Oasis Academy Silvertown is a coeducational secondary free school located in North Woolwich in Newham, in London, England. It is part of the Oasis Community Learning. It opened to pupils in September 2014. It moved to this site in September 2016, and will move to its permanent home, in Silvertown in 2022. It was rated 'Good' in its first Ofsted inspection in 2017.

History 
Oasis Academy Silvertown opened in September 2014. It is smaller than the average-sized mixed comprehensive school within the Oasis Community Learning multi-academy trust. Since it opened, the school has moved between temporary sites and is currently located on Rymill Street, next to King George V DLR station. Physical education takes place at Newham Leisure Centre, as there is no on-site sports hall or playing field. Through the trust, the school has received support from other Oasis Community Learning schools.

Oasis has a long term strategy for enhancing the performance of its schools. 
 It has devised a standard curriculum, that each school can safely adopt knowing it will deliver the National Curriculum.

---

Short problem 1
Reproduce the text about Oasis Academy Silvertown from "Oasis Academy Silvertown is" up to and including "Community Learning schools.", substituting "students" for "pupils".
The records that come next are unrelated to the text about Oasis Academy Silvertown.

A run of records
---

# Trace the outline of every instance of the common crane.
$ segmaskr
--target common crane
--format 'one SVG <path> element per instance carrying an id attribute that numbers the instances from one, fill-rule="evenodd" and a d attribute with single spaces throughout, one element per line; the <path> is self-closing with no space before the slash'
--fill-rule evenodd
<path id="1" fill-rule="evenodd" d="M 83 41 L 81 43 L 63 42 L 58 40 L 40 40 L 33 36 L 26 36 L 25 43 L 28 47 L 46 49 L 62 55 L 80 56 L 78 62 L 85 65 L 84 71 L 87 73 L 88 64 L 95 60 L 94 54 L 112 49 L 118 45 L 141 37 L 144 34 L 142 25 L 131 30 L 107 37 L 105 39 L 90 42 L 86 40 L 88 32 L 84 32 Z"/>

---

Short problem 2
Convert every line of the run of records above into a JSON list of strings, one string per line, omitting any blank lines.

Expected output 1
Oasis Academy Silvertown is a coeducational secondary free school located in North Woolwich in Newham, in London, England. It is part of the Oasis Community Learning. It opened to students in September 2014. It moved to this site in September 2016, and will move to its permanent home, in Silvertown in 2022. It was rated 'Good' in its first Ofsted inspection in 2017.

History 
Oasis Academy Silvertown opened in September 2014. It is smaller than the average-sized mixed comprehensive school within the Oasis Community Learning multi-academy trust. Since it opened, the school has moved between temporary sites and is currently located on Rymill Street, next to King George V DLR station. Physical education takes place at Newham Leisure Centre, as there is no on-site sports hall or playing field. Through the trust, the school has received support from other Oasis Community Learning schools.

Expected output 2
[
  "# Trace the outline of every instance of the common crane.",
  "$ segmaskr",
  "--target common crane",
  "--format 'one SVG <path> element per instance carrying an id attribute that numbers the instances from one, fill-rule=\"evenodd\" and a d attribute with single spaces throughout, one element per line; the <path> is self-closing with no space before the slash'",
  "--fill-rule evenodd",
  "<path id=\"1\" fill-rule=\"evenodd\" d=\"M 83 41 L 81 43 L 63 42 L 58 40 L 40 40 L 33 36 L 26 36 L 25 43 L 28 47 L 46 49 L 62 55 L 80 56 L 78 62 L 85 65 L 84 71 L 87 73 L 88 64 L 95 60 L 94 54 L 112 49 L 118 45 L 141 37 L 144 34 L 142 25 L 131 30 L 107 37 L 105 39 L 90 42 L 86 40 L 88 32 L 84 32 Z\"/>"
]